[begin Supplied data]

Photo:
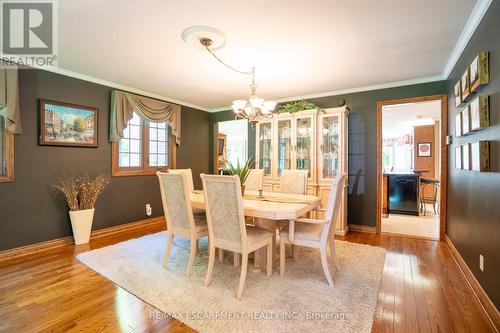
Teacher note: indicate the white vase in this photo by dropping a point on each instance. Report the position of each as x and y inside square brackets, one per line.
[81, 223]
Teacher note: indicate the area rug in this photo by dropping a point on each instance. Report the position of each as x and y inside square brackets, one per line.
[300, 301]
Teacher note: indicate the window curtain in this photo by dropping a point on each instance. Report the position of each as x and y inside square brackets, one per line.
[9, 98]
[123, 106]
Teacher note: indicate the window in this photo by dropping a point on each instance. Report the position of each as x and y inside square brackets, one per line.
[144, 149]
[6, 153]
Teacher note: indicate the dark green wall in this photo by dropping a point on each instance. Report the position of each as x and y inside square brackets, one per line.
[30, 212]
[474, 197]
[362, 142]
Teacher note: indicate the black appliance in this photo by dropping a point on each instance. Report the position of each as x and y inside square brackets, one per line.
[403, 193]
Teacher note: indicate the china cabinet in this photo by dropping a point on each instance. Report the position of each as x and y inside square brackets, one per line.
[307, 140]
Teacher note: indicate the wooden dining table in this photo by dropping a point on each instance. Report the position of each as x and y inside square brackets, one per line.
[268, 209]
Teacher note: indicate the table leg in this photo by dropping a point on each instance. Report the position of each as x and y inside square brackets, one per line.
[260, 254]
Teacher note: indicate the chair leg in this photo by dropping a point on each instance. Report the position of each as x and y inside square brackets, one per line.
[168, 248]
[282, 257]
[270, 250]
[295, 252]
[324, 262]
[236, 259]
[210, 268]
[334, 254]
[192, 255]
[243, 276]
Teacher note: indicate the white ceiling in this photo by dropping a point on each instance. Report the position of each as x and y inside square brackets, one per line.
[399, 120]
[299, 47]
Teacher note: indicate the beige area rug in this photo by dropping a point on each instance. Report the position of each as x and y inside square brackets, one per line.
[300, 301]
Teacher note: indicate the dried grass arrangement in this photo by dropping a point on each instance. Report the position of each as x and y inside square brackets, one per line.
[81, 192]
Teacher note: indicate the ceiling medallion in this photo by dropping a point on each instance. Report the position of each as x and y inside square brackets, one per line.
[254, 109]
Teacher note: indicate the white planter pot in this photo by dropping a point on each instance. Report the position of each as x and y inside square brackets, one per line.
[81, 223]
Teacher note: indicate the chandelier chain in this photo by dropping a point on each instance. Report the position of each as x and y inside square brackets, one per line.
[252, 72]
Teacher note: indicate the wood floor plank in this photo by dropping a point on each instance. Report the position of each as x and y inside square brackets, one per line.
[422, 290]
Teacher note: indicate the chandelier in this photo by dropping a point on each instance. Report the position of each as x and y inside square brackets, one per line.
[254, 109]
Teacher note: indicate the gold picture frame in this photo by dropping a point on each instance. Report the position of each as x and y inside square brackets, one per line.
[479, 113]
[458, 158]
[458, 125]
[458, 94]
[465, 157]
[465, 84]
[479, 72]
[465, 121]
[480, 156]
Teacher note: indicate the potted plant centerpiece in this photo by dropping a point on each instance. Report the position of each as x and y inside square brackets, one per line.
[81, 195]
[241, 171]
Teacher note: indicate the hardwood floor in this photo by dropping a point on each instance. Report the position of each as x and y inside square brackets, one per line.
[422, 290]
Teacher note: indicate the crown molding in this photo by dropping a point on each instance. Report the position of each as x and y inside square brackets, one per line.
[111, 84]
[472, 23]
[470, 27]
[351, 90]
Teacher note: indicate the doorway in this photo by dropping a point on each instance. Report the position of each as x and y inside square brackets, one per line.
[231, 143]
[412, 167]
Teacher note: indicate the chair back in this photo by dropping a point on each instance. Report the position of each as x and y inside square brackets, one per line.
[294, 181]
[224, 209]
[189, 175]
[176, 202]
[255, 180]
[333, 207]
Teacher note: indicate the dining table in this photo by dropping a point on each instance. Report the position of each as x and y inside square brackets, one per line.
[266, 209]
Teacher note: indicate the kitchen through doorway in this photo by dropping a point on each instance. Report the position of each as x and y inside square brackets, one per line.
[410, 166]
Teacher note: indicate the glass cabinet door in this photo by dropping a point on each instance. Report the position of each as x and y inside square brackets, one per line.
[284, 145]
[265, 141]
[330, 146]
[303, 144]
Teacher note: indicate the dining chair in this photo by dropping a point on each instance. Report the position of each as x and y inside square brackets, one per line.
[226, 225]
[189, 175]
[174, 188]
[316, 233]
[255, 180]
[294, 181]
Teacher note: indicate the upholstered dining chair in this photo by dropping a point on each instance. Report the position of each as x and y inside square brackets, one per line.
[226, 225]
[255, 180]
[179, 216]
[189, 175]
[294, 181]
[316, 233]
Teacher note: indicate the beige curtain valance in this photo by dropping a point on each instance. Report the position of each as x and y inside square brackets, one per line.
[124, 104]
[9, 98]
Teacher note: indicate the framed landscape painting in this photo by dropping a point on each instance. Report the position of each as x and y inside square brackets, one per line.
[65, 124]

[end Supplied data]

* Problem description *
Write out every record above exactly as it stands, but leave out the pictures.

* Solution *
Photo:
Teacher note: indicate the white vase in this photo by dropping a point on each instance. Report the position of each as x and y inside square brackets, one per line.
[81, 223]
Teacher note: indicate the area rug in this photo by dropping a point on each instance. Report the position of each as x and y inside square brackets, one per line.
[300, 301]
Teacher note: indicate the window curtain in this photo by dropping a point on each instance. Report the position of each as x and y inside square brackets, one per line.
[9, 98]
[123, 106]
Teacher note: indicate the window in this photo by dropping a point on each instance. Report the position of each as x and y inside square brackets, one per line.
[144, 149]
[6, 153]
Teacher note: indicate the dark green wall in this photo by dropping a point on each instance. Report the position of each as x and y inside square brackets, one per line.
[30, 212]
[474, 197]
[362, 142]
Teacher note: indicate the black appliance in this photo by dropping a point on each instance. Report the position of each as x and y inside square brackets, one per line.
[403, 193]
Teacher note: indicate the china cabinet in this photo by dropping a point on each instance. Report the position of each as x and y inside square brackets, one per line.
[307, 140]
Teacher note: indicate the wooden dining table in this photo by dropping a point on each instance. Report the position of each as x and y inside square brackets, one per line.
[268, 209]
Teacher note: indicate the table leg in this photo by dropping a point on each instance. Report the position of each as x and y inside square brackets, one per line.
[260, 254]
Teacher note: indicate the chair leg in this photo by dropping a point on each instance. Report the position of each as x and y inside square brackets, one per line.
[168, 248]
[282, 257]
[270, 250]
[295, 252]
[324, 262]
[236, 259]
[210, 268]
[334, 254]
[192, 255]
[243, 276]
Teacher note: indicate the white ceiling in this photo by dropping a point on each instance. Report the position of each as x and y inside square brackets, one per line.
[399, 120]
[299, 47]
Teacher note: indicate the beige area rug in this photo by dropping a point on each instance. Report the position of each as x and y inside square brackets, one per line.
[300, 301]
Teacher note: indicate the dried grass arrangement in this photo by dropping a point on each instance. Report the position of each as x and y inside square brackets, one per line.
[81, 192]
Teacher note: indicate the ceiling medallion in this photo by dropping a point on each instance. Report the position of each as x and y inside square brackets, one per line.
[254, 109]
Teacher note: indicate the white planter pot in this photo by dropping a point on each instance. Report the position of each as x and y inside square brackets, one per line.
[81, 223]
Teacher note: indicate the chandelier chain in this photo by dropping a point on each instance. Report the position of each as x and y inside square brackets, one per line.
[252, 72]
Teacher note: indicate the wood floor plank in this photo by dropping a point on each instance. Report the position of each as x and y inside square brackets, one per line.
[422, 290]
Teacher note: indicate the chandelier in this photo by dropping a point on each instance. Report the position of each as x and y inside square brackets, one per line.
[254, 109]
Teacher note: indicate the gold picture frame in this photo by dropping a point on each instance. Report the position of each as x and y inside square brackets, one per line.
[479, 113]
[458, 158]
[458, 125]
[458, 94]
[465, 157]
[465, 84]
[479, 72]
[465, 121]
[480, 156]
Teacher note: indicate the potted plant centerpiece in this photo by dropping a point on each instance. Report the position of each as x and y inside square brackets, one per line.
[81, 195]
[241, 171]
Teacher note: indicate the hardwood floor in this photo by dropping a point on each instance. Report the position of each as x and y inside square brackets, one per line.
[422, 290]
Teacher note: indicate the crown molding in this photo by dropping a point on each instance. Report the position of each as x and y inside square brackets, one per line.
[111, 84]
[472, 23]
[470, 27]
[351, 90]
Teacher note: indicate the doorway in this photo by dropping a point on each instance. Report the position of each as x and y inside square brackets, one per line.
[231, 143]
[412, 167]
Teacher note: indicate the chair back in this photo by dropping a point on each instance. Report the position of each as x and y inside square brackets, one per line.
[294, 181]
[224, 209]
[189, 175]
[176, 202]
[255, 180]
[333, 207]
Teacher note: indicate the dining table in this photo by dropping a point on each instance. Report the position of each as x and y inside square brackets, one per line.
[266, 209]
Teacher note: indicate the kitchen through doorway in this photo by dropping a point on each instance. Report the position of each as x and y inside square brackets, one per line.
[410, 166]
Teacher note: indicate the glass cabinet door in this photo by dropping a point on each instance. Report the position of each as x and y inside square brackets, one per line.
[284, 145]
[265, 141]
[330, 146]
[303, 144]
Teacher note: indicate the dining chair in this photo by dropping a point on each instance. Report the position of each as x and y inside square brackets, one per line.
[226, 225]
[189, 175]
[174, 188]
[316, 233]
[255, 180]
[294, 181]
Teacher note: indicate the upholstered dining chair in this photo by dropping a point on each instance. Report the position of each as x and y inside square brackets, one per line.
[226, 225]
[255, 180]
[179, 216]
[189, 175]
[294, 181]
[316, 233]
Teacher note: indicate the beige curtain valance in this photo by dropping a point on each instance. Report the position of each as x and y inside square brackets, one per line.
[124, 104]
[9, 98]
Teacher note: indicate the framed landscape painting in this photo by dropping a point on each instance. Report the position of each as x and y inside square brackets, one per line.
[65, 124]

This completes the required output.